> **Reading text**:

==========

Wisconsin also saw its most overnight visits ever last year with 45.4 million, an increase of 13.8 percent from the previous year, the report said.

“That wasn’t by accident,” Sayers said. “That’s something that we’ve really focused on helping visitors to see the importance of staying a little bit longer in Wisconsin and packing those itineraries with even more activities.”

Wisconsin Department of Tourism Secretary Anne Sayers and Gov. Tony Evers take a selfie with Discover Oshkosh Officials
Wisconsin Department of Tourism Secretary Anne Sayers, top left, and Gov. Tony Evers, second from top left, take a selfie with Discover Oshkosh officials at the EAA Aviation Museum Tuesday, June 6, 2023. Photo courtesy of Discover Oshkosh

Local tourism officials attributed the record-breaking year to pent-up demand as visitors felt more comfortable traveling than they had since the start of the COVID-19 pandemic.

“I think 2021 still felt a little bit like things were opened back up, but people’s comfort levels were all over the board,” said Amy Albright, executive director of Discover Oshkosh. “In 2022, (that) was sort of that first year where people really felt like, ‘We can do this event (and) we’re back to meetings and conventions.’”

In Oshkosh, Albright said the annual EAA AirVenture air show had record attendance last year, drawing 650,446 guests to the Fox Valley. That helped boost Winnebago County’s economic impact from tourism from $509 million in 2019 to $522 million in 2022.

“EAA is such a large contributor to tourism, in Oshkosh and Winnebago County, but really is one of leading events in the state,” Albright said.

Other northeast Wisconsin communities also saw their tourism impact increase from 2019 to 2022. One of those includes Door County, which has long been a tourist destination.

In fact, the economic impact of tourism in Door County grew by more than $100 million from $478 million in 2019 to $582 million last year, according to data from the state. Julie Gilbert, president of Destination Door County, said the county exceeded 2019 impacts in 2021, which she believes shows it’s a destination that made people feel safe.

“This is the type of destination that people wanted to come to, and they still are continuing to do that,” she said of 2022 surpassing 2021. “It’s really a tribute to our tourism businesses.”

==========

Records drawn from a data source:

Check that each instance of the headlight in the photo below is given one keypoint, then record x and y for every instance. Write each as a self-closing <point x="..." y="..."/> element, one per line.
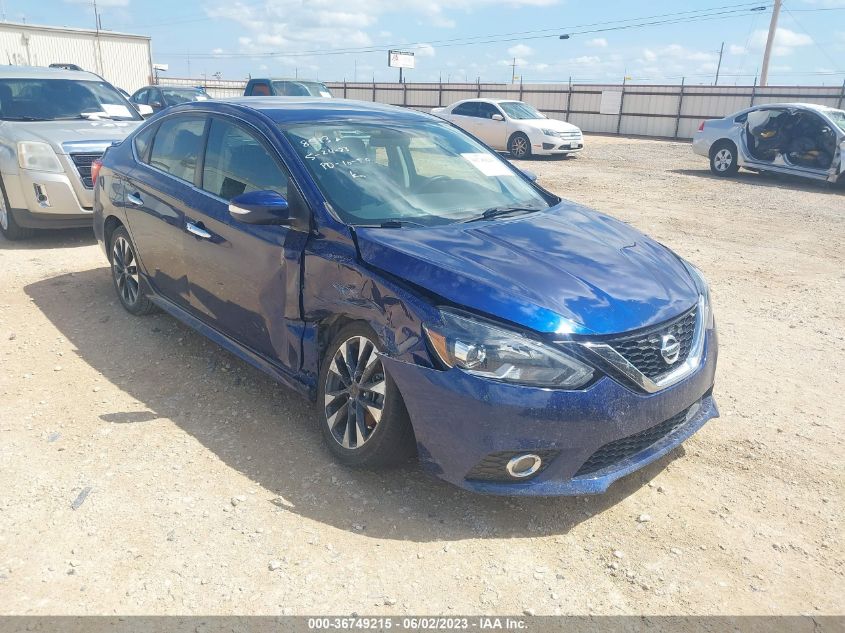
<point x="38" y="157"/>
<point x="485" y="350"/>
<point x="703" y="291"/>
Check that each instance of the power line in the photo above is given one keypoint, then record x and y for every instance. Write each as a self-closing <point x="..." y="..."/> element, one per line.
<point x="671" y="18"/>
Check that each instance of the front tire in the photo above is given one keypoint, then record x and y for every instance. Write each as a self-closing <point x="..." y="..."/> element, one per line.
<point x="10" y="229"/>
<point x="519" y="146"/>
<point x="126" y="275"/>
<point x="723" y="159"/>
<point x="362" y="416"/>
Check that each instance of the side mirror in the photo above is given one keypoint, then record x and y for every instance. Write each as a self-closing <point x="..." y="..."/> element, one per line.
<point x="529" y="174"/>
<point x="260" y="207"/>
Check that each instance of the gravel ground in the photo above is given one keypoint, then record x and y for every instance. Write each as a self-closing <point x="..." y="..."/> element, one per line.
<point x="145" y="471"/>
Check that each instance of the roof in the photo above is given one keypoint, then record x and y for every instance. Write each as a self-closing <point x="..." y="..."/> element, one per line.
<point x="304" y="109"/>
<point x="32" y="72"/>
<point x="19" y="26"/>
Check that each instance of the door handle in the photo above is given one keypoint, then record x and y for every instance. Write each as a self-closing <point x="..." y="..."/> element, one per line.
<point x="198" y="230"/>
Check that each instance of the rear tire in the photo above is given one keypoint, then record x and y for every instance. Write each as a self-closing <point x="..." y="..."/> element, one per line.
<point x="519" y="146"/>
<point x="9" y="227"/>
<point x="361" y="413"/>
<point x="723" y="159"/>
<point x="126" y="275"/>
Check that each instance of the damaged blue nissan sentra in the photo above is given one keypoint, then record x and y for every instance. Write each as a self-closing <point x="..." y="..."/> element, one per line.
<point x="431" y="297"/>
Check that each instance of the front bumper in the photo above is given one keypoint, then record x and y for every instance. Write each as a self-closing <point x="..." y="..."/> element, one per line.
<point x="460" y="419"/>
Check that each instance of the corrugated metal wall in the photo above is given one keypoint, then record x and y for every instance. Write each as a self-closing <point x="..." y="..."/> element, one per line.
<point x="662" y="111"/>
<point x="123" y="60"/>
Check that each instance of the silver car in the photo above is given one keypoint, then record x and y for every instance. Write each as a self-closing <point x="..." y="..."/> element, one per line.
<point x="790" y="138"/>
<point x="53" y="124"/>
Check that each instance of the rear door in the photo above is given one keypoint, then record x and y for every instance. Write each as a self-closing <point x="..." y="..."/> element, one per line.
<point x="244" y="279"/>
<point x="493" y="133"/>
<point x="158" y="190"/>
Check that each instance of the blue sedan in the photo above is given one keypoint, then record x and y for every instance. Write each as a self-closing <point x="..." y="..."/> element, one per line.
<point x="432" y="298"/>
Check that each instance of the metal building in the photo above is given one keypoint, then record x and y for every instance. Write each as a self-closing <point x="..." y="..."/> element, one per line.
<point x="122" y="59"/>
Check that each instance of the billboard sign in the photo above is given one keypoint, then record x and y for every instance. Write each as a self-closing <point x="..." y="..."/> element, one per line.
<point x="400" y="59"/>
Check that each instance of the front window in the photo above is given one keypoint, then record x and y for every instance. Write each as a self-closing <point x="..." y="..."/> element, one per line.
<point x="427" y="173"/>
<point x="175" y="96"/>
<point x="301" y="89"/>
<point x="62" y="99"/>
<point x="520" y="111"/>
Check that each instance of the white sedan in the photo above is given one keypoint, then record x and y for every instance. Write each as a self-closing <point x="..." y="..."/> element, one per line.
<point x="513" y="126"/>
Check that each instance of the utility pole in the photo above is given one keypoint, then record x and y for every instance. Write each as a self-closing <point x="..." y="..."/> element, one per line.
<point x="773" y="27"/>
<point x="719" y="67"/>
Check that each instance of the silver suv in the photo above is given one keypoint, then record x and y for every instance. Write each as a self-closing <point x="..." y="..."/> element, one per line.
<point x="53" y="125"/>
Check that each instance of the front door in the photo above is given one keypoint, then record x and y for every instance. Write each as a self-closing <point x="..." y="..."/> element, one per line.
<point x="244" y="279"/>
<point x="157" y="192"/>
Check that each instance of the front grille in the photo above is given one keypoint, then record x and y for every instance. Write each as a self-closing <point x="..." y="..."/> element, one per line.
<point x="83" y="166"/>
<point x="492" y="467"/>
<point x="642" y="350"/>
<point x="618" y="450"/>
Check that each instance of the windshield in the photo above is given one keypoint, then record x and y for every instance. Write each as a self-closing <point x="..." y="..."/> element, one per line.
<point x="302" y="88"/>
<point x="61" y="99"/>
<point x="520" y="110"/>
<point x="174" y="96"/>
<point x="838" y="117"/>
<point x="428" y="173"/>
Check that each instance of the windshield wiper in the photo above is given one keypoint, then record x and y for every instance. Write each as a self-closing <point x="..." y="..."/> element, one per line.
<point x="396" y="223"/>
<point x="496" y="212"/>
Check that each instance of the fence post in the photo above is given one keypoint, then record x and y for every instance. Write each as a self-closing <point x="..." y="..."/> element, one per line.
<point x="569" y="98"/>
<point x="621" y="105"/>
<point x="680" y="105"/>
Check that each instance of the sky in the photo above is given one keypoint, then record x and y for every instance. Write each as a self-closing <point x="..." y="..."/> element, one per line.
<point x="658" y="41"/>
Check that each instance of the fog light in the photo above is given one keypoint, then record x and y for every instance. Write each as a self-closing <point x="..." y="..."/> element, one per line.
<point x="523" y="466"/>
<point x="41" y="196"/>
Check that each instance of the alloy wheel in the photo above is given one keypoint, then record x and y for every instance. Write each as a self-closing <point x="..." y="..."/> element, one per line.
<point x="519" y="147"/>
<point x="125" y="270"/>
<point x="723" y="159"/>
<point x="355" y="392"/>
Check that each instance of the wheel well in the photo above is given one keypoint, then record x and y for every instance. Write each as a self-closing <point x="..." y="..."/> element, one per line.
<point x="111" y="225"/>
<point x="722" y="143"/>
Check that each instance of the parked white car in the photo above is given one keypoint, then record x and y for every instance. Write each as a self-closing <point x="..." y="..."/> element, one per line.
<point x="789" y="138"/>
<point x="514" y="126"/>
<point x="54" y="124"/>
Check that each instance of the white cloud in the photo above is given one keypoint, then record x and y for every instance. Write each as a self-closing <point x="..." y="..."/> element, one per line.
<point x="520" y="50"/>
<point x="785" y="43"/>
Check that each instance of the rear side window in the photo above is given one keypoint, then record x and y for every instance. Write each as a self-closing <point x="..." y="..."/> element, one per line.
<point x="142" y="143"/>
<point x="237" y="162"/>
<point x="176" y="146"/>
<point x="467" y="109"/>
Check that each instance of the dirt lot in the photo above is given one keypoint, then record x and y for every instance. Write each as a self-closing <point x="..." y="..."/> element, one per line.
<point x="204" y="475"/>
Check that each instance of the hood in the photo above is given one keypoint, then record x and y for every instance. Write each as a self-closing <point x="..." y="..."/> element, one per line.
<point x="552" y="124"/>
<point x="57" y="133"/>
<point x="568" y="270"/>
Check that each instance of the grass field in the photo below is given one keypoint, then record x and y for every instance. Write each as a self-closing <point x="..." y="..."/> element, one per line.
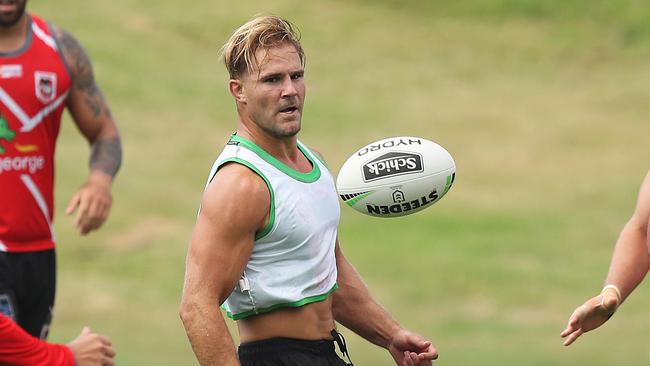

==========

> **Work to complete**:
1/ Condense the paragraph of the Wisconsin tourism article that begins "In fact, the economic impact of tourism in Door County" into a short bulleted list that retains its main facts.
2/ Transcribe the passage of the Wisconsin tourism article starting with "Other northeast Wisconsin" and going on through "people feel safe.".
3/ Go on with the Wisconsin tourism article, picking up after its final sentence.
The data is not required for any of the work.

> **Answers to the tasks**:
1/
- Door County's tourism economic impact grew by more than $100 million, from $478 million in 2019 to $582 million last year, according to state data.
- Julie Gilbert, president of Destination Door County, said the county exceeded its 2019 impacts in 2021.
- Gilbert believes this shows Door County is a destination that made people feel safe.

2/
Other northeast Wisconsin communities also saw their tourism impact increase from 2019 to 2022. One of those includes Door County, which has long been a tourist destination.

In fact, the economic impact of tourism in Door County grew by more than $100 million from $478 million in 2019 to $582 million last year, according to data from the state. Julie Gilbert, president of Destination Door County, said the county exceeded 2019 impacts in 2021, which she believes shows it’s a destination that made people feel safe.

3/
She said it doesn’t hurt that one of the county’s most high-profile boosters is Green Bay Packers running back AJ Dillon, who often showcases Door County on his social media and received the “key to the county” in 2021.

“He and his wife, they are absolutely incredible,” Gilbert said. “We can’t thank them enough for their support and love for the county. We have adopted him, and he has adopted us.”

Similarly, Brown County, home to the city of Green Bay, also saw its tourism impact rise from nearly $1.2 billion in 2019 to almost $1.3 billion last year. Nick Meisner, vice president of digital marketing and communications for Discover Green Bay, said the greater Green Bay area saw an increase in the number of visitors last year.

Fans in Packers gear drink beer at tables set up near the stadium.
Packers fans sit in the Titletown District in Ashwaubenon before a preseason home game Friday, Aug. 19, 2022. Angela Major/WPR

He said the area’s events were key to attracting tourists last year, including Packers games, meetings and conventions, the 2022 Para Ice Hockey Women’s World Challenge and an international soccer match.

“All of these things kind of came together to build towards these numbers that we’re seeing,” he said.

In looking ahead to 2023, local tourism officials are optimistic — as is the state Department of Tourism. Sayers said the state has already seen a good number of winter visitors and now it’s headed for the peak summer season.

“We’re also seeing the traveler sentiment numbers where they tell us whether they plan to travel or not — those are really high,” she said. “We continue to feel really good about the role that Wisconsin tourism will play for the state.”